Problem description: Write out the passage of the forum thread on deleting an account between "## the Jester" and "is more acceptable.", inclusive.

Selection:

☆ ☆ ☆ ☆ ☆

Send me a confirmation e-mail, when you're done, please. 


Thx, and bye forever.


----------



## Holy Bovine (Jul 3, 2009)

TheHeretic said:


> - seems like the boards can't stand direct opposition and criticism in opinion. I wrote a sarcastic remark about the DDI and so i went back to see, wether the OP received my critical post correctly. Then the vbulletin says "You have been removed from this discussion."




Yeah - you even admit it was a sarcastic comment and you are _surprised_ you got thread banned?  :/



> - Search disabled for non-subscribers? C'mon, you can't be serious about that...




The single most resource intensive feature on the site.


> - lack of useful/sensible topics für non-D&D/D&D4e gamers.
> .




How many threads did you post in where you weren't being sarcastic?  I mean you only have 27 posts!  You gotta participate to get threads/info you want!


----------



## TheHeretic (Jul 3, 2009)

Holy Bovine said:


> Yeah - you even admit it was a sarcastic comment and you are _surprised_ you got thread banned?  :/
> 
> 
> 
> ...




1st. Sarcasm is nothing to apologize for. Sarcasm spices up discussions, and it contains critique of sorts.  
2nd. Yeah, because i'm utterly frustrated with the fact how many ... "not so intelligent" dudes "post" "not so intelligible topics" in these "forums". 

I even opened maybe one or two threads and i just got either redundant/obvious comments from morons or just useless remarks that weren't even remotely useful. 

So, yeah, ENworld sucks big time for me, that's why i want this account to be deleted as soon as possible.

I even thought about starting a flamewar, actually.
But i think deletion should work better.


----------



## the Jester (Jul 3, 2009)

Well, ENWorld doesn't delete accounts on request, but other than that, sounds like you have decided the place doesn't suit you. Fair enough. Good luck finding a place where your chosen style of posting is more acceptable.


----------



## Morrus (Jul 3, 2009)

Well, we can't actually delete an account, but I've gone ahead and permanently banned the account for you, which should amount to the same thing.  Happy travels!


----------



## TarionzCousin (Jul 3, 2009)

Confidential to TheHeretic: Sarcasm and non-4E comments are welcomed--nay, encouraged--here.


----------



## Tewligan (Jul 3, 2009)

TheHeretic said:


> 2nd. Yeah, because i'm utterly frustrated with the fact how many ... "not so intelligent" dudes "post" "not so intelligible topics" in these "forums".



"Sorry" to "hear" "this".


----------



## Umbran (Jul 3, 2009)

Tewligan said:


> "Sorry" to "hear" "this".





Snark at someone who you know can't talk back?  Not exactly the height of bravery or good form.  How about we show a touch more decorum than that?

There's nothing further constructive that can happen here.  Thread closed.


----------

☆ ☆ ☆ ☆ ☆

Provided information:
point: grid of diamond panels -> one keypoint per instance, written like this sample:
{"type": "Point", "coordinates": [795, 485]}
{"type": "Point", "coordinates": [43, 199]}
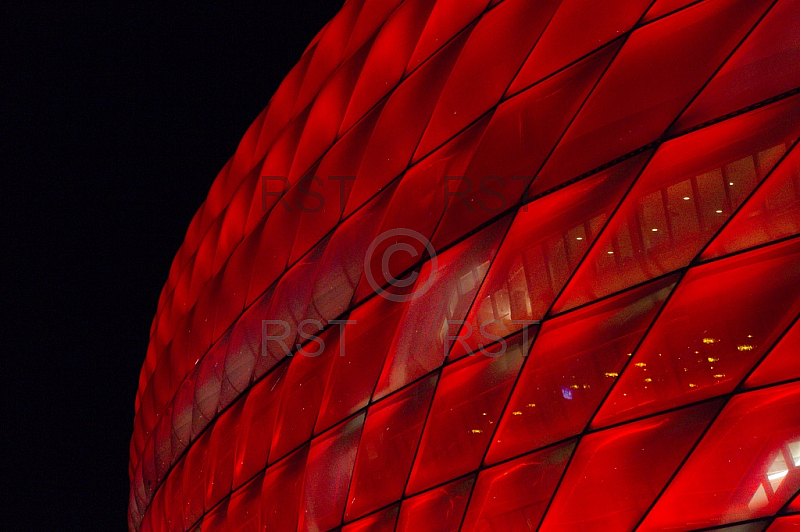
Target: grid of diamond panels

☆ ☆ ☆ ☆ ☆

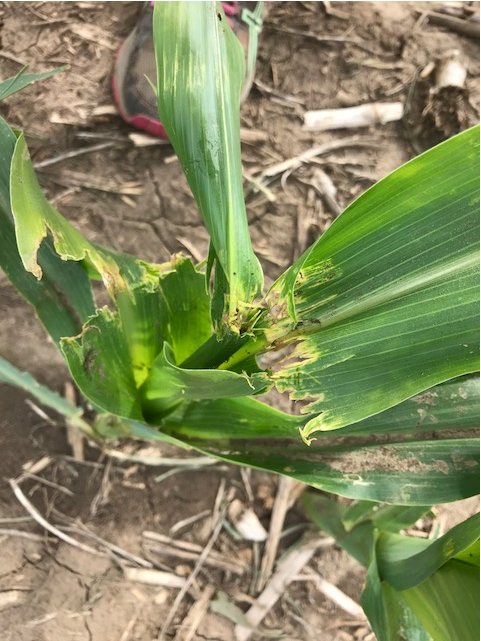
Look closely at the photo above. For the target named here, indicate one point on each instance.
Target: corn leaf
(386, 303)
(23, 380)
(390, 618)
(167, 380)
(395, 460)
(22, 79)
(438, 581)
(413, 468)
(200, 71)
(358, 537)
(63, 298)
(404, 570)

☆ ☆ ☆ ☆ ☆

Full solution:
## the Jester (Jul 3, 2009)

Well, ENWorld doesn't delete accounts on request, but other than that, sounds like you have decided the place doesn't suit you. Fair enough. Good luck finding a place where your chosen style of posting is more acceptable.